▸ What to work on
Please print the listing below verbatim, reproducing every line without change.

━━━

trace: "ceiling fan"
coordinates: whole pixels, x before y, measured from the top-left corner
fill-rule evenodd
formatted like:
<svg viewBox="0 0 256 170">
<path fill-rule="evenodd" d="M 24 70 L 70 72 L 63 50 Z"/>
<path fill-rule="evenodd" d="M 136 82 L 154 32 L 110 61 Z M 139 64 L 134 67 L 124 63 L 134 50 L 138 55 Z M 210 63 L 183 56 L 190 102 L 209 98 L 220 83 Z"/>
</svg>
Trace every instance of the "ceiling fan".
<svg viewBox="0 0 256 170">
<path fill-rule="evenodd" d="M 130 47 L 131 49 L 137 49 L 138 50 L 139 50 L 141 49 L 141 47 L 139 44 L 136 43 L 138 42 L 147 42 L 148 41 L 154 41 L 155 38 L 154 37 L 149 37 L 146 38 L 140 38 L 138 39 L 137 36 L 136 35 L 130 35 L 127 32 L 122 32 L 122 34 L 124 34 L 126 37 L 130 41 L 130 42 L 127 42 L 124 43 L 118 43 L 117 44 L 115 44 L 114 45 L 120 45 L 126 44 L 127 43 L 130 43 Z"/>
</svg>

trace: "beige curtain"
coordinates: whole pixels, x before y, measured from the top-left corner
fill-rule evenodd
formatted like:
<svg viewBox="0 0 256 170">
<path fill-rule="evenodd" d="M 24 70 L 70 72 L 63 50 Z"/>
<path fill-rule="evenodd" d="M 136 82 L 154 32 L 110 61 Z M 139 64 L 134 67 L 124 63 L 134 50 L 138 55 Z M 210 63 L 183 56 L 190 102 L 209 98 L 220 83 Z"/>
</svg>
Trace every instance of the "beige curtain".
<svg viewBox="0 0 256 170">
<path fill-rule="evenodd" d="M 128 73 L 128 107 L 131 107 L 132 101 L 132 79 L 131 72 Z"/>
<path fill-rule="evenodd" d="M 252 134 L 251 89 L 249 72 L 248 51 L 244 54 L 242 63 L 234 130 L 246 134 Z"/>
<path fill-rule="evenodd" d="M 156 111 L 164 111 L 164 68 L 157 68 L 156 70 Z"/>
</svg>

━━━

▸ Solution to the exercise
trace: "ceiling fan"
coordinates: whole pixels, x before y, measured from the top-left corner
fill-rule evenodd
formatted like:
<svg viewBox="0 0 256 170">
<path fill-rule="evenodd" d="M 24 70 L 70 72 L 63 50 Z"/>
<path fill-rule="evenodd" d="M 136 82 L 154 32 L 110 61 Z M 139 64 L 134 67 L 124 63 L 134 50 L 138 55 Z M 210 63 L 183 56 L 190 102 L 209 98 L 220 83 Z"/>
</svg>
Trace every instance of the "ceiling fan".
<svg viewBox="0 0 256 170">
<path fill-rule="evenodd" d="M 130 47 L 131 49 L 137 49 L 138 50 L 139 50 L 141 49 L 141 47 L 139 44 L 136 43 L 138 42 L 147 42 L 148 41 L 154 41 L 155 38 L 154 37 L 149 37 L 146 38 L 140 38 L 138 39 L 137 36 L 136 35 L 130 35 L 127 32 L 122 32 L 122 34 L 124 34 L 126 37 L 130 41 L 130 42 L 127 42 L 124 43 L 118 43 L 117 44 L 115 44 L 114 45 L 120 45 L 126 44 L 127 43 L 130 43 Z"/>
</svg>

trace: "beige curtain"
coordinates: whole pixels, x before y, measured from the top-left corner
fill-rule evenodd
formatted like:
<svg viewBox="0 0 256 170">
<path fill-rule="evenodd" d="M 24 70 L 70 72 L 63 50 Z"/>
<path fill-rule="evenodd" d="M 136 82 L 154 32 L 110 61 Z M 139 64 L 134 67 L 124 63 L 134 50 L 138 55 Z M 210 63 L 183 56 L 190 102 L 209 98 L 220 83 Z"/>
</svg>
Trace every instance of the "beige curtain".
<svg viewBox="0 0 256 170">
<path fill-rule="evenodd" d="M 128 73 L 128 107 L 131 107 L 132 101 L 132 79 L 131 72 Z"/>
<path fill-rule="evenodd" d="M 252 134 L 251 89 L 249 72 L 248 51 L 244 54 L 242 63 L 234 130 L 246 134 Z"/>
<path fill-rule="evenodd" d="M 156 111 L 164 111 L 164 68 L 157 68 L 156 70 Z"/>
</svg>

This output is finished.